◆ GIVEN INFORMATION ◆
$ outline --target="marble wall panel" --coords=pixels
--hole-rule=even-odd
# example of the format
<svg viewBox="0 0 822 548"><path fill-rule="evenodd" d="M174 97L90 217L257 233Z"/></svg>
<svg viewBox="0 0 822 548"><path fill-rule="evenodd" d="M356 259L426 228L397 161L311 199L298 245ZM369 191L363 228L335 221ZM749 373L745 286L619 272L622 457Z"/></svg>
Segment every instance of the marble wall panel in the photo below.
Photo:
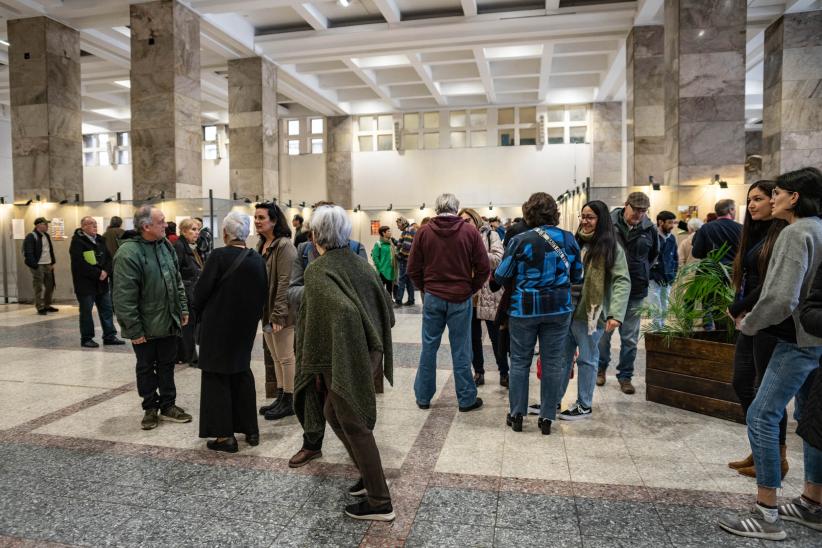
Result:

◆ TASK OBJECTIVE ◆
Only the lines from the one with "259L426 228L397 161L311" through the end of the listing should be transcribed, exactly and without pictures.

◆ ANSWER SPACE ◆
<svg viewBox="0 0 822 548"><path fill-rule="evenodd" d="M356 259L426 228L397 161L311 199L298 245ZM369 191L363 228L335 221ZM749 373L745 286L619 272L622 457Z"/></svg>
Segment every instance of the marble wall panel in the photo below.
Photo:
Result:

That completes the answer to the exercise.